#1197 12/31/23 – A New Year’s Resolution for Grassroots American Jews

WHILE YOU STAND ON ONE LEG:  An unprecedented year-end for us to stand up for our people and homeland.  Here are a few historical background facts that can aid in our doing so.

A New Year’s Resolution for Grassroots American Jews

EDITOR’S NOTE:  This week’s #1197 completes 23 years of these weekly emails.  I’ve been asked what’s kept me going.  You.  Your emails of encouragement of my efforts, while not always agreeing with my views, have made me understand that I’ve contributed to your thinking about and support of the fulfillment in our time of the Dream of Generations for the sovereign rebirth of our people’s homeland.  I’ll try to keep going.  My best wishes to you all, and to our people in our homeland of Israel, for a healthy and happy New Year.

TASK PROMPT:
Copy out the whole newsletter entry on a New Year's resolution for grassroots American Jews, word for word.

DATA SHOWN:
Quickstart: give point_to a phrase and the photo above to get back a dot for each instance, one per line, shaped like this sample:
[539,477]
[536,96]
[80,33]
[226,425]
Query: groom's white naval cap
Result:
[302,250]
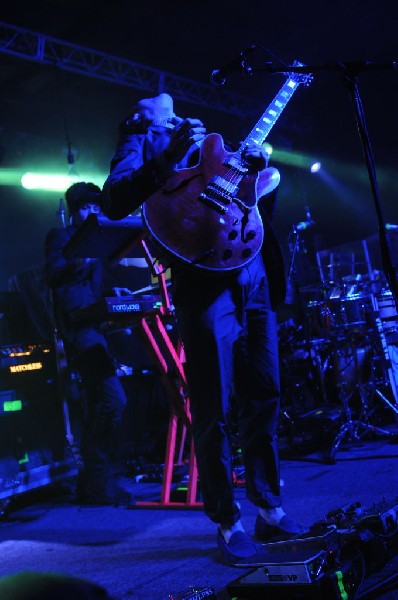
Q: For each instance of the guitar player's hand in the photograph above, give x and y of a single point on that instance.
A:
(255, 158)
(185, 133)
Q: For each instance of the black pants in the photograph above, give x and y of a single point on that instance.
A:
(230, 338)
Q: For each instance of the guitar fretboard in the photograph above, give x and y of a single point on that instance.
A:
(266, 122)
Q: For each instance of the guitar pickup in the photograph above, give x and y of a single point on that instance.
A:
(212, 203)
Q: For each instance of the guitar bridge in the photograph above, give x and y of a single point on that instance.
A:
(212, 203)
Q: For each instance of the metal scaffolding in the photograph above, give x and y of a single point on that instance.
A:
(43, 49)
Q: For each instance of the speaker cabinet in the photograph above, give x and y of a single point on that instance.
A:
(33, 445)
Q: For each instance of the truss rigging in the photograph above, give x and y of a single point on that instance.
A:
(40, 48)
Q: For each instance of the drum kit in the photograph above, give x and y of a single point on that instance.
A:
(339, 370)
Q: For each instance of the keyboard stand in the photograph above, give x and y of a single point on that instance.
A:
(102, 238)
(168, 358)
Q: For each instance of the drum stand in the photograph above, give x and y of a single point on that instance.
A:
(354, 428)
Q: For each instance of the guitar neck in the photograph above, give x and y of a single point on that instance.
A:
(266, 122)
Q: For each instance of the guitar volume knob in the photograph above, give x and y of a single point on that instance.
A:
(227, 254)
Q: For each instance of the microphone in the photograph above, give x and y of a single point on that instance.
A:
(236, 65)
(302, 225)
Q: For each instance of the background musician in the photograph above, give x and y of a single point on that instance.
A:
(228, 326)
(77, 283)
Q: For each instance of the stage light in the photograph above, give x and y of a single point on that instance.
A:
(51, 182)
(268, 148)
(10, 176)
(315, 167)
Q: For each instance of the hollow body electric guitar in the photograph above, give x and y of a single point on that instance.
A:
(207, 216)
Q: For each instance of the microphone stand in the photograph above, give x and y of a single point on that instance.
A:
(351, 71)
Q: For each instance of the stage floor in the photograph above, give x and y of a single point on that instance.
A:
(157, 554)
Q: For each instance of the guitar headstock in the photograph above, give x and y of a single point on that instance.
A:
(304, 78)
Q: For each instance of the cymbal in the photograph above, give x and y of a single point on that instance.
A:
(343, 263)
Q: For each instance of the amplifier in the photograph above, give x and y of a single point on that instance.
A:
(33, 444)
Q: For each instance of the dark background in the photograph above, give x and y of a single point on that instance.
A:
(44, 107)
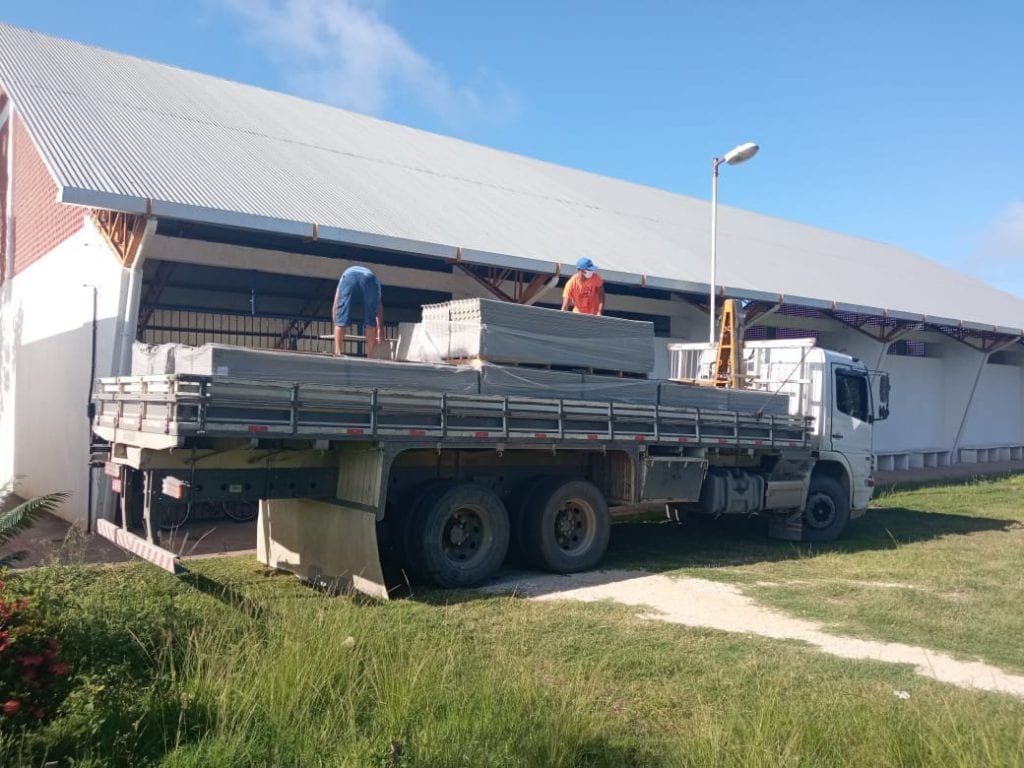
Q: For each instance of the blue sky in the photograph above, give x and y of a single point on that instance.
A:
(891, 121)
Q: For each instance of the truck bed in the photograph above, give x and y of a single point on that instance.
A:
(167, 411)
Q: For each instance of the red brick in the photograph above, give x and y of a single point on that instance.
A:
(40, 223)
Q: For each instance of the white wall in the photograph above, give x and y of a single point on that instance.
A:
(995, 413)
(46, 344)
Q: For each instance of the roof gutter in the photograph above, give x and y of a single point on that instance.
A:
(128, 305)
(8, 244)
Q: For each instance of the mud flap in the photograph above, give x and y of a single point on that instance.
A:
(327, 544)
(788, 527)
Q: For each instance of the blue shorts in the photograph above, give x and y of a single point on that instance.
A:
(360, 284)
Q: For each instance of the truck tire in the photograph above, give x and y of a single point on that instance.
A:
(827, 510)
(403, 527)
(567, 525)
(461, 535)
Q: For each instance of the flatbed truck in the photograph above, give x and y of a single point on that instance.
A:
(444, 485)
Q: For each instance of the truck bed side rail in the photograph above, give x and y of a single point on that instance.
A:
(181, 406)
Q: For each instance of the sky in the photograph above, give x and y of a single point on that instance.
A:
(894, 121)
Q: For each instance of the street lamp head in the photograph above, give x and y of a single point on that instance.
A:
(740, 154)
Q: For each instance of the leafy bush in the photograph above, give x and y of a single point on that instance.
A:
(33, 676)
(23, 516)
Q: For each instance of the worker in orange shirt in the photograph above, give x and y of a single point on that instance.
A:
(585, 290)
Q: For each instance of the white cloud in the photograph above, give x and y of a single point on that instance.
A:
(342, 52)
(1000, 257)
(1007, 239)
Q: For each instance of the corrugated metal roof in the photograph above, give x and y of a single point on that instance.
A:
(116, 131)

EXERCISE OUTPUT:
#1197 12/31/23 – A New Year’s Resolution for Grassroots American Jews

WHILE YOU STAND ON ONE LEG:  An unprecedented year-end for us to stand up for our people and homeland.  Here are a few historical background facts that can aid in our doing so.

A New Year’s Resolution for Grassroots American Jews

EDITOR’S NOTE:  This week’s #1197 completes 23 years of these weekly emails.  I’ve been asked what’s kept me going.  You.  Your emails of encouragement of my efforts, while not always agreeing with my views, have made me understand that I’ve contributed to your thinking about and support of the fulfillment in our time of the Dream of Generations for the sovereign rebirth of our people’s homeland.  I’ll try to keep going.  My best wishes to you all, and to our people in our homeland of Israel, for a healthy and happy New Year.